### Tarefa 1
Quantas pessoas da mesma família morreram no massacre descrito na reportagem sobre a chacina no DF?
### Tarefa 2
Reproduza o trecho da reportagem sobre a chacina no DF entre "CHACINA NO DF" e "(crédito: Marcelo Ferreira/CB/D.A. Press)", inclusive.

### Trecho selecionado
+++
CHACINA NO DF

A perícia por trás da elucidação da chacina que abalou o país

Impressões digitais, vestígios e DNA foram elementos essenciais para a elucidação de um dos crimes mais bárbaros da história do Distrito Federal. Cinco suspeitos foram identificados e presos, além de um menor apreendido ontem

 25/01/2023 Crédito: Marcelo Ferreira/CB/D.A. Press Brasília- DF - Casa da chacina da família do Paranoá. Peritos da Polícia Cívil que trabalharam no caso. Instituto de Identificação. Renata Silva Simões - papiloscopista. -  (crédito:  Marcelo Ferreira/CB/D.A. Press)
25/01/2023 Crédito: Marcelo Ferreira/CB/D.A. Press Brasília- DF - Casa da chacina da família do Paranoá. Peritos da Polícia Cívil que trabalharam no caso. Instituto de Identificação. Renata Silva Simões - papiloscopista. - (crédito: Marcelo Ferreira/CB/D.A. Press)
Darcianne Diogo
postado em 29/01/2023 05:00 / atualizado em 30/08/2023 16:14

Análise de impressões digitais, coleta de vestígios, necropsia e confronto genético. Os elementos fazem parte de um trabalho minucioso da perícia técnica do Distrito Federal, que foram fundamentais na elucidação da maior chacina do DF. Em um tempo recorde, peritos papiloscopistas, peritos criminais e peritos médicos-legistas desvendaram detalhes do massacre que resultou na morte de 10 pessoas da mesma família. O resultado foi a identificação ágil de quatro vítimas encontradas em avançado estado de decomposição e dos autores já presos — incluindo o adolescente de 17 anos, acusado de atuar nos crimes, que foi apreendido novamente, ontem, pela Polícia Civil (PCDF), por meio de mandado expedido pela Vara da Infância e Juventude (VIJDF) e cumprido pela Delegacia da Criança e do Adolescente (DCA I).
+++
### Registros exibidos
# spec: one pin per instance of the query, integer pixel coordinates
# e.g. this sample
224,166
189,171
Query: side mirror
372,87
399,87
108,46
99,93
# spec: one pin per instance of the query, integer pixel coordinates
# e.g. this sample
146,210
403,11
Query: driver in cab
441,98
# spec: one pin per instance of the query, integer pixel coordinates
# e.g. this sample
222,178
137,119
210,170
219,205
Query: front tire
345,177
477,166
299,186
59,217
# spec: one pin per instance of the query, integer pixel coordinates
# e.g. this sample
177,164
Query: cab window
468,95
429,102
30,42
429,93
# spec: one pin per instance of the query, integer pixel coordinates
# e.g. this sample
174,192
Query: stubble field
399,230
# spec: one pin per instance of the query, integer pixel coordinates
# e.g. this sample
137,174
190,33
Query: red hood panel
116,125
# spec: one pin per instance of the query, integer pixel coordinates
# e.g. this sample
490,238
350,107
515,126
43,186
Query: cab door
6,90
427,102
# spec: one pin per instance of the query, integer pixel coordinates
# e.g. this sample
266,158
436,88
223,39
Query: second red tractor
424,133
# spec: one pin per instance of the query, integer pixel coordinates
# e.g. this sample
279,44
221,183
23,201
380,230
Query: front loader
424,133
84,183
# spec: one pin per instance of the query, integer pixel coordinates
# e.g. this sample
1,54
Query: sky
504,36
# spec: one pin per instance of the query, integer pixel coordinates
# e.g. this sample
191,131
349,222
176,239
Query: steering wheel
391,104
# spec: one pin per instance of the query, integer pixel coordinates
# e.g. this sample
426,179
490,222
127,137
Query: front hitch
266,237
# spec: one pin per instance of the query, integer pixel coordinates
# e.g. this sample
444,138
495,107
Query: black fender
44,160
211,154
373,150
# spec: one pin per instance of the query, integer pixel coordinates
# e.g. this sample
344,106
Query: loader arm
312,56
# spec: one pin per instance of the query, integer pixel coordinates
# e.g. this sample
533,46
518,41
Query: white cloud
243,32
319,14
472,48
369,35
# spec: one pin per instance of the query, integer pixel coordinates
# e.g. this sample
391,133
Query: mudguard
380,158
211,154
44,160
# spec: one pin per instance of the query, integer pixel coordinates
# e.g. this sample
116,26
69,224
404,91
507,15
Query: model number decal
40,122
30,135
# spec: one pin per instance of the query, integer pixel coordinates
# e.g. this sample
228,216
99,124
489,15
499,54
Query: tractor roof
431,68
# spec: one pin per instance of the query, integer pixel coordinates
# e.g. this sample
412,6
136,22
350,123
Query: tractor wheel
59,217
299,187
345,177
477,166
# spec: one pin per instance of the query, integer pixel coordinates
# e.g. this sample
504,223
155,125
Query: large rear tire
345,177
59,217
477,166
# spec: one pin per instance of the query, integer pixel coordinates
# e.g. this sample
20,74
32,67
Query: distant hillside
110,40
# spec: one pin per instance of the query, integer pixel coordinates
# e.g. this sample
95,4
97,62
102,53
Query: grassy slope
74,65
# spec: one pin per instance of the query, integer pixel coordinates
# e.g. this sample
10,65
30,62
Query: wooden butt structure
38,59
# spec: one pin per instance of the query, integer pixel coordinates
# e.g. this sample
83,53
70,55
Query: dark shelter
+++
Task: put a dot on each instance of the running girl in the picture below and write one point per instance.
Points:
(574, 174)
+++
### Resposta escrita 1
Dez pessoas.

### Resposta escrita 2
CHACINA NO DF

A perícia por trás da elucidação da chacina que abalou o país

Impressões digitais, vestígios e DNA foram elementos essenciais para a elucidação de um dos crimes mais bárbaros da história do Distrito Federal. Cinco suspeitos foram identificados e presos, além de um menor apreendido ontem

 25/01/2023 Crédito: Marcelo Ferreira/CB/D.A. Press Brasília- DF - Casa da chacina da família do Paranoá. Peritos da Polícia Cívil que trabalharam no caso. Instituto de Identificação. Renata Silva Simões - papiloscopista. -  (crédito:  Marcelo Ferreira/CB/D.A. Press)
25/01/2023 Crédito: Marcelo Ferreira/CB/D.A. Press Brasília- DF - Casa da chacina da família do Paranoá. Peritos da Polícia Cívil que trabalharam no caso. Instituto de Identificação. Renata Silva Simões - papiloscopista. - (crédito: Marcelo Ferreira/CB/D.A. Press)